- _What you need to do_: In full and without change, transcribe the records below.

- _Input_:
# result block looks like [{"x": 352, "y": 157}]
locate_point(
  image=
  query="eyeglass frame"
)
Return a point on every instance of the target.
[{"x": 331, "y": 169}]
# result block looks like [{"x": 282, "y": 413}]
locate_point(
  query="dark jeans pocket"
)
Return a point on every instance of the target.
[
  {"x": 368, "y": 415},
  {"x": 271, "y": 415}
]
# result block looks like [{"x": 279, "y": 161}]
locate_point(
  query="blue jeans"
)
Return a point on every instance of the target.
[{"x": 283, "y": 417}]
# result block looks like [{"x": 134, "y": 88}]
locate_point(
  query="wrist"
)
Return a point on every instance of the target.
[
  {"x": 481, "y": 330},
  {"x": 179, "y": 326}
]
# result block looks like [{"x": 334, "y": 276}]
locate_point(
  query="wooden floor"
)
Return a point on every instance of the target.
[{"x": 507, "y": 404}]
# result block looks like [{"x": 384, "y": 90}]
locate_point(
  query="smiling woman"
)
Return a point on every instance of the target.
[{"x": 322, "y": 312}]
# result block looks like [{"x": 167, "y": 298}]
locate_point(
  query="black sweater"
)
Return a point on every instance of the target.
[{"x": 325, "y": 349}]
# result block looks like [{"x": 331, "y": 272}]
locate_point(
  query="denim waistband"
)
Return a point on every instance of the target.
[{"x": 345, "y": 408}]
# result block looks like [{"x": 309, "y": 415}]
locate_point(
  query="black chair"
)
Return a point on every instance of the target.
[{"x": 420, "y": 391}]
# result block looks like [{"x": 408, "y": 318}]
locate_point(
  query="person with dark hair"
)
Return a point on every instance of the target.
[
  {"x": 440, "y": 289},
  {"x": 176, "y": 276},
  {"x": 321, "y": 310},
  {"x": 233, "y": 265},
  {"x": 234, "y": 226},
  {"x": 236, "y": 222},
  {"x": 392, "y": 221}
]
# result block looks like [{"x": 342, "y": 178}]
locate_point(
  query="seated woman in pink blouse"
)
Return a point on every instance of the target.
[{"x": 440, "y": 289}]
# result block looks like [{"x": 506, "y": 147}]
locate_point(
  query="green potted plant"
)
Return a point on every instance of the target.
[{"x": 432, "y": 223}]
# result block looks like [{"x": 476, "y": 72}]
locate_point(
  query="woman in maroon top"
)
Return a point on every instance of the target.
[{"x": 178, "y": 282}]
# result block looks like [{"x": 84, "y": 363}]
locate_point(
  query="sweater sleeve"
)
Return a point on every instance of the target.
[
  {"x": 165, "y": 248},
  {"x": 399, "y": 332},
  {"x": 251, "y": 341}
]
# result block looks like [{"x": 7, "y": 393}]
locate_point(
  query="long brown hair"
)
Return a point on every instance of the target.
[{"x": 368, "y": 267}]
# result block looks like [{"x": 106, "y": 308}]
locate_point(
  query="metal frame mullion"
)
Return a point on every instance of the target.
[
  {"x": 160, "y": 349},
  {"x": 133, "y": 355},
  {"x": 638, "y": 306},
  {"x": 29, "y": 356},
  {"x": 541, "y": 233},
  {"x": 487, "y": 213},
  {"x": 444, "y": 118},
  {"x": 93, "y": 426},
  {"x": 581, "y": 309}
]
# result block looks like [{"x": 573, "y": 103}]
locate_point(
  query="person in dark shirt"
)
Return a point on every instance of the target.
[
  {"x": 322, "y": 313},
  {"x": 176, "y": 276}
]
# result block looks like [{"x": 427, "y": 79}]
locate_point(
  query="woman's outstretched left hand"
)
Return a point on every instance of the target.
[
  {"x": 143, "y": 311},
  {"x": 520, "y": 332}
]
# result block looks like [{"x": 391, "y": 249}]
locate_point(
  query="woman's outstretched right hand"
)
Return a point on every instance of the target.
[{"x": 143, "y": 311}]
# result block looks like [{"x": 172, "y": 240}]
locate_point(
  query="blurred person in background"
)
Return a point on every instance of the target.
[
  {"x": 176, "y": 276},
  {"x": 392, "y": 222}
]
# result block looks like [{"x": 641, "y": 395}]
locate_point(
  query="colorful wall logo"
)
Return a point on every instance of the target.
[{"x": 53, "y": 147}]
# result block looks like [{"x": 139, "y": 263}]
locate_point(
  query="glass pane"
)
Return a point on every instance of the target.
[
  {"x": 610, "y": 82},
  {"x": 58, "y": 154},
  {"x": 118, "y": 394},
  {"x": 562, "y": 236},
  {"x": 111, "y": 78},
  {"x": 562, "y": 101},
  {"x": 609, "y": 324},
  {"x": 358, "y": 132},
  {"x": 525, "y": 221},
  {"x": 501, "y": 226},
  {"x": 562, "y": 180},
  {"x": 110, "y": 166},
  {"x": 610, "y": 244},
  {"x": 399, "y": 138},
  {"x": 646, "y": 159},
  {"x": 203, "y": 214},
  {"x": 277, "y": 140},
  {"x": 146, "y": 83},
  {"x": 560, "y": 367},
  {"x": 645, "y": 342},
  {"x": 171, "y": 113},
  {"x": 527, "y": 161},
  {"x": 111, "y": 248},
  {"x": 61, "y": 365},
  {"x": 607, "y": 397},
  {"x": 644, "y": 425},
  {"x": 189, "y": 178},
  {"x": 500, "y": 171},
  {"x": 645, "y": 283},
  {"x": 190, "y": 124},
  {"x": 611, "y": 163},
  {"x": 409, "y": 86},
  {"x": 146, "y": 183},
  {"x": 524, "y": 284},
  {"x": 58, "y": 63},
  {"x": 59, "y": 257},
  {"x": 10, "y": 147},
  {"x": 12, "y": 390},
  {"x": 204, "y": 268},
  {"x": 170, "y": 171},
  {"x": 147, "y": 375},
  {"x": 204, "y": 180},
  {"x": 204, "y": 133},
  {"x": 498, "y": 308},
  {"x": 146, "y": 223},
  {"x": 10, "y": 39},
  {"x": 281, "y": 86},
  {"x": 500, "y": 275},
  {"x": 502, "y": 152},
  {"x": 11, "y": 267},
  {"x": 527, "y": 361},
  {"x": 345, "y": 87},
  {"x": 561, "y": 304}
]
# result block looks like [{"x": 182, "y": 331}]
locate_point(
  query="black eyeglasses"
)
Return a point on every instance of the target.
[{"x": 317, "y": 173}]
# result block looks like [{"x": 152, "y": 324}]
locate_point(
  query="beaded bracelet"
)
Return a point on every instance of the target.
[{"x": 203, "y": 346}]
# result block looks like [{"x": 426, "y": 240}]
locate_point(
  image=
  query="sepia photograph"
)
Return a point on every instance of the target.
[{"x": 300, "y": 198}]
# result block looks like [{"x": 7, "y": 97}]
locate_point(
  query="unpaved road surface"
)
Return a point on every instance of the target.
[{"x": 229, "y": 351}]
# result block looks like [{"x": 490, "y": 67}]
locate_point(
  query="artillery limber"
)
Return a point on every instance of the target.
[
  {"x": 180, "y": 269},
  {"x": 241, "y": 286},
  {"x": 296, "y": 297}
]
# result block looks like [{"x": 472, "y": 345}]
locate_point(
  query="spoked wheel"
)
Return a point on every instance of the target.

- _Exercise answer_:
# result block looks like [{"x": 352, "y": 157}]
locate_point(
  image=
  query="eyeglass frame"
)
Return a point on every instance of the target.
[{"x": 331, "y": 169}]
# result block looks like [{"x": 282, "y": 413}]
locate_point(
  query="dark jeans pocket"
)
Return a point on every instance of the target.
[
  {"x": 368, "y": 415},
  {"x": 271, "y": 415}
]
# result block looks like [{"x": 279, "y": 161}]
locate_point(
  query="blue jeans"
)
Return a point on every instance of the target.
[{"x": 283, "y": 417}]
# result block looks like [{"x": 134, "y": 88}]
locate_point(
  query="wrist"
)
Return a point on every instance of the target.
[
  {"x": 481, "y": 330},
  {"x": 179, "y": 326}
]
# result block looks like [{"x": 334, "y": 276}]
locate_point(
  query="wooden floor"
)
Return a point on every instance of the target.
[{"x": 507, "y": 404}]
# result block looks like [{"x": 384, "y": 90}]
locate_point(
  query="smiling woman"
)
Return a point on every instance of the target.
[{"x": 322, "y": 312}]
# result block looks like [{"x": 167, "y": 298}]
locate_point(
  query="black sweater"
)
Return a point on every instance of the target.
[{"x": 325, "y": 349}]
# result block looks like [{"x": 331, "y": 272}]
locate_point(
  query="denim waistband"
)
Return a point on every instance of the target.
[{"x": 345, "y": 408}]
# result block looks like [{"x": 309, "y": 415}]
locate_point(
  query="black chair"
)
Return a point on every instance of the target.
[{"x": 420, "y": 391}]
# result block looks like [{"x": 408, "y": 318}]
locate_point(
  query="person with dark hair"
)
Return a point on every instance of the target.
[
  {"x": 440, "y": 289},
  {"x": 176, "y": 276},
  {"x": 321, "y": 310},
  {"x": 233, "y": 265},
  {"x": 234, "y": 226},
  {"x": 236, "y": 222},
  {"x": 392, "y": 221}
]
# result block looks like [{"x": 342, "y": 178}]
locate_point(
  query="seated woman in pink blouse"
)
Return a point on every instance of the target.
[{"x": 440, "y": 289}]
# result block looks like [{"x": 506, "y": 147}]
locate_point(
  query="green potted plant"
)
Return a point on every instance of the target.
[{"x": 432, "y": 223}]
# result block looks like [{"x": 476, "y": 72}]
locate_point(
  query="woman in maroon top"
)
Return a point on every instance of the target.
[{"x": 178, "y": 282}]
# result block looks like [{"x": 84, "y": 363}]
locate_point(
  query="sweater sleeve"
)
Return a point on every instance of the target.
[
  {"x": 165, "y": 248},
  {"x": 399, "y": 332},
  {"x": 251, "y": 341}
]
# result block looks like [{"x": 7, "y": 393}]
locate_point(
  query="long brown hair"
)
Return a point on every instance of the target.
[{"x": 368, "y": 267}]
# result block looks like [{"x": 106, "y": 308}]
locate_point(
  query="metal frame mullion"
)
Return a point on every instance of the target.
[
  {"x": 160, "y": 349},
  {"x": 133, "y": 355},
  {"x": 638, "y": 306},
  {"x": 29, "y": 356},
  {"x": 541, "y": 233},
  {"x": 487, "y": 213},
  {"x": 444, "y": 118},
  {"x": 93, "y": 426},
  {"x": 581, "y": 309}
]
# result block looks like [{"x": 573, "y": 103}]
locate_point(
  query="person in dark shirt"
)
Return a point on every instance of the target.
[
  {"x": 322, "y": 313},
  {"x": 176, "y": 276}
]
# result block looks like [{"x": 427, "y": 79}]
locate_point(
  query="woman's outstretched left hand"
)
Return a point on every instance of the target.
[
  {"x": 143, "y": 311},
  {"x": 520, "y": 332}
]
# result block looks like [{"x": 391, "y": 249}]
locate_point(
  query="woman's outstretched right hand"
)
Return a point on every instance of the target.
[{"x": 143, "y": 311}]
# result block looks like [{"x": 172, "y": 240}]
locate_point(
  query="blurred person in background"
)
Return a point on every instance of the target.
[
  {"x": 176, "y": 276},
  {"x": 392, "y": 222}
]
# result block looks like [{"x": 641, "y": 395}]
locate_point(
  query="colorful wall logo"
)
Return a point on every instance of the target.
[{"x": 53, "y": 147}]
# result block looks like [{"x": 139, "y": 263}]
locate_point(
  query="glass pane"
)
Return a point on every instance of the target.
[
  {"x": 610, "y": 82},
  {"x": 58, "y": 154},
  {"x": 118, "y": 394},
  {"x": 562, "y": 236},
  {"x": 111, "y": 78},
  {"x": 562, "y": 101},
  {"x": 609, "y": 324},
  {"x": 358, "y": 132},
  {"x": 525, "y": 221},
  {"x": 501, "y": 226},
  {"x": 562, "y": 180},
  {"x": 110, "y": 166},
  {"x": 610, "y": 244},
  {"x": 399, "y": 138},
  {"x": 646, "y": 159},
  {"x": 203, "y": 214},
  {"x": 277, "y": 140},
  {"x": 146, "y": 83},
  {"x": 560, "y": 367},
  {"x": 645, "y": 342},
  {"x": 171, "y": 113},
  {"x": 527, "y": 161},
  {"x": 111, "y": 248},
  {"x": 61, "y": 365},
  {"x": 607, "y": 397},
  {"x": 644, "y": 425},
  {"x": 189, "y": 178},
  {"x": 500, "y": 171},
  {"x": 645, "y": 283},
  {"x": 190, "y": 124},
  {"x": 611, "y": 163},
  {"x": 409, "y": 86},
  {"x": 146, "y": 183},
  {"x": 524, "y": 284},
  {"x": 58, "y": 63},
  {"x": 59, "y": 257},
  {"x": 10, "y": 147},
  {"x": 12, "y": 390},
  {"x": 204, "y": 268},
  {"x": 170, "y": 171},
  {"x": 147, "y": 375},
  {"x": 204, "y": 180},
  {"x": 204, "y": 133},
  {"x": 498, "y": 308},
  {"x": 146, "y": 223},
  {"x": 10, "y": 39},
  {"x": 281, "y": 86},
  {"x": 500, "y": 275},
  {"x": 502, "y": 152},
  {"x": 11, "y": 267},
  {"x": 527, "y": 361},
  {"x": 345, "y": 87},
  {"x": 561, "y": 304}
]
# result block looks like [{"x": 182, "y": 331}]
locate_point(
  query="black eyeglasses"
)
Return a point on every instance of the target.
[{"x": 317, "y": 173}]
# result block looks like [{"x": 152, "y": 324}]
locate_point(
  query="beaded bracelet"
)
Return a point on every instance of the target.
[{"x": 203, "y": 346}]
# result block looks like [{"x": 426, "y": 240}]
locate_point(
  image=
  query="sepia photograph"
)
Return a point on every instance of the target.
[{"x": 300, "y": 198}]
# result block looks like [{"x": 7, "y": 97}]
locate_point(
  query="unpaved road surface"
)
Return a point on every instance of the target.
[{"x": 229, "y": 351}]
# result block looks like [{"x": 490, "y": 67}]
locate_point(
  query="artillery limber"
)
Return a point on every instance of the target.
[
  {"x": 180, "y": 269},
  {"x": 241, "y": 286},
  {"x": 296, "y": 297}
]
# result block looks like [{"x": 472, "y": 345}]
locate_point(
  query="spoked wheel"
)
Return a point on every instance of the target.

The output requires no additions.